_Work request_:
Continue the biographical article on George K. Shuler, picking up after its final sentence.

New York State Treasurer
- In office January 1, 1923 – December 31, 1924
- Preceded by: N. Monroe Marshall
- Succeeded by: Lewis H. Pounds

Personal details
- Born: December 15, 1884 Lyons, New York, US
- Died: October 16, 1942 (aged 57) The Bronx, New York, US
- Resting place: Long Island National Cemetery, East Farmingdale, New York, US
- Party: Democratic
- Spouse: Blanche Stewart
- Children: 2

Military service
- Allegiance: United States
- Branch: United States Marine Corps
- Years of service: 1910–1922
- Rank: Major
- Commands: 3rd Battalion, 6th Marine Regiment
- Battles/wars: Battle of Veracruz (1914) World War I
- Awards: Navy Distinguished Service Medal Army Distinguished Service Medal Silver Star (3)

= George K. Shuler =

American war hero and politician

George Kent Shuler (December 15, 1884 – October 16, 1942) was an American war hero and politician.

==Early life==
Shuler was born in Lyons, New York. He graduated from Lyons High School in 1902.
Shuler then went to Chicago, Illinois, where he worked in the union stock yards for three years. For the next two years, he worked in Los Angeles, California and at mining camps in Nevada and Death Valley.

Returning to the east coast in one of the first cross-country automobile trips, Shuler worked in a surveying party on the New York State barge canal from November 1907 to April 1909. He then went to Washington, D.C., where he got a job as a reporter for The Washington Post.

==Military career==
While working for The Post, Shuler took courses at Dowd's Army and Navy Academy. He passed the examination for second lieutenant in the United States Marine Corps and was commissioned in October 1910. In 1914, he participated in the occupation of Veracruz, Mexico. Shuler was promoted to first lieutenant in June 1916 and then to captain in August 1916.

_Data records_:
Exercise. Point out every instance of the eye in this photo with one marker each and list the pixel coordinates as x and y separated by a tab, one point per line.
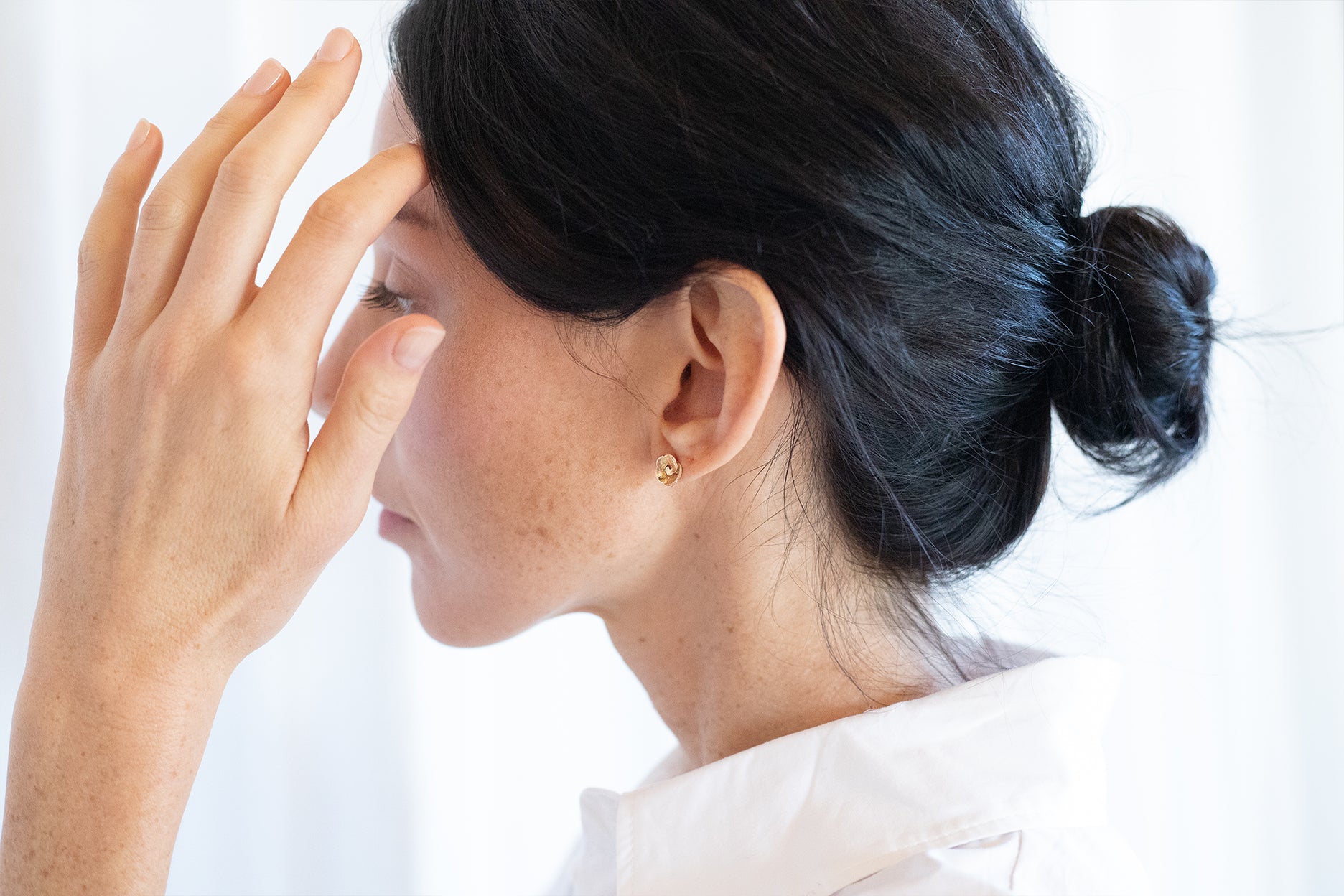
379	297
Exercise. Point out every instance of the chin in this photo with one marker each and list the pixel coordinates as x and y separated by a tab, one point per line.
467	621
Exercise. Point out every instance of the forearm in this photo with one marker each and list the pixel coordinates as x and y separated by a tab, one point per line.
100	770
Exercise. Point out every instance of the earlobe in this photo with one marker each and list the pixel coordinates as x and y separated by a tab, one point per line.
733	336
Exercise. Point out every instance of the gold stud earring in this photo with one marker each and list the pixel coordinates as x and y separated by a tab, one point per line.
668	469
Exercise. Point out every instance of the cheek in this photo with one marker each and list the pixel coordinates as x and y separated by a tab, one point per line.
516	464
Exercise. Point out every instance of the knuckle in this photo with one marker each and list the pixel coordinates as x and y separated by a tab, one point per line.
163	211
335	217
374	409
242	172
164	360
242	364
86	260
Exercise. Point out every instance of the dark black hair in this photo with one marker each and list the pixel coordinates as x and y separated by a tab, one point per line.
906	177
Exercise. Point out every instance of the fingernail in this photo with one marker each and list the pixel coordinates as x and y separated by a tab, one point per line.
337	43
263	78
416	345
139	135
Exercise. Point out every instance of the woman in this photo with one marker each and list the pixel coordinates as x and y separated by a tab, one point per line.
735	324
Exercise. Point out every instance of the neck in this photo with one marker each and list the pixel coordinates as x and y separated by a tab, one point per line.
732	653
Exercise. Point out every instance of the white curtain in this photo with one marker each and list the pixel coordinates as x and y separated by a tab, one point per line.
353	754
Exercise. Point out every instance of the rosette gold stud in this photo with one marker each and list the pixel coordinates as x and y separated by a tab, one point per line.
668	469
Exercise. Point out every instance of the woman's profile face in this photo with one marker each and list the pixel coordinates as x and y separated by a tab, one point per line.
526	479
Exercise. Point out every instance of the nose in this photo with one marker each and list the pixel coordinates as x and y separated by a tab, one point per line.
358	327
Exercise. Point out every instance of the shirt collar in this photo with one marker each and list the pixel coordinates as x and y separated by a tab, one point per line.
818	809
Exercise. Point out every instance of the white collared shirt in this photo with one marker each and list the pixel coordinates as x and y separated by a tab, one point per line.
992	786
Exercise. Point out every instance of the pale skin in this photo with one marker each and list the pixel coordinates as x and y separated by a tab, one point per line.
191	516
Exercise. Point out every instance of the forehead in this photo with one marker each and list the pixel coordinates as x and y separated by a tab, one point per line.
393	125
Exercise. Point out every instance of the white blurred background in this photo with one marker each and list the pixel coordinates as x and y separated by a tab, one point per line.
355	755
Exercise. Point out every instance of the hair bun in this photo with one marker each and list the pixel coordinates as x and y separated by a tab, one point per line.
1129	376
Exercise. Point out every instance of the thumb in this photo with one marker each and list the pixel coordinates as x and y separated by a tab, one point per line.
373	398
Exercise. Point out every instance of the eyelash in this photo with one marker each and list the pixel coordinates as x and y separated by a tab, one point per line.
377	296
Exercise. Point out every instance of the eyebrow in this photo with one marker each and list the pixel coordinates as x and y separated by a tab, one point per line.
414	217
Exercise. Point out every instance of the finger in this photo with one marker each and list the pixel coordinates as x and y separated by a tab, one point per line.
291	314
253	179
169	217
373	398
105	248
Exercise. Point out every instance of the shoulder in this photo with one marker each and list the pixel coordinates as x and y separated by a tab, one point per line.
1060	862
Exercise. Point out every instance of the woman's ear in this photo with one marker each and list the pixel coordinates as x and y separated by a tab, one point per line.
724	348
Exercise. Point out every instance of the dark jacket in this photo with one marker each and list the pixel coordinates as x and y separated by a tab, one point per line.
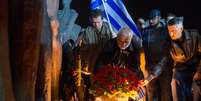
186	52
156	43
113	55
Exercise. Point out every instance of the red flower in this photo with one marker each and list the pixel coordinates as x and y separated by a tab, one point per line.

_Task response_:
During World War I, Shuler went to France in the first American troop convoy as a Marine company commander in June 1917. In 1918, he received a temporary promotion to major and assumed command of the 3rd Battalion, 6th Marines. Shuler was nominated for the Distinguished Service Cross three times, but each time received the Silver Star for his combat valor instead. After the armistice, he served as part of the army of occupation in Germany from December 1918 to April 1919.

Shuler was awarded both the Army Distinguished Service Medal and the Navy Distinguished Service Medal for his wartime service. He also received the Legion of Honour and the Croix de Guerre with three palms from France.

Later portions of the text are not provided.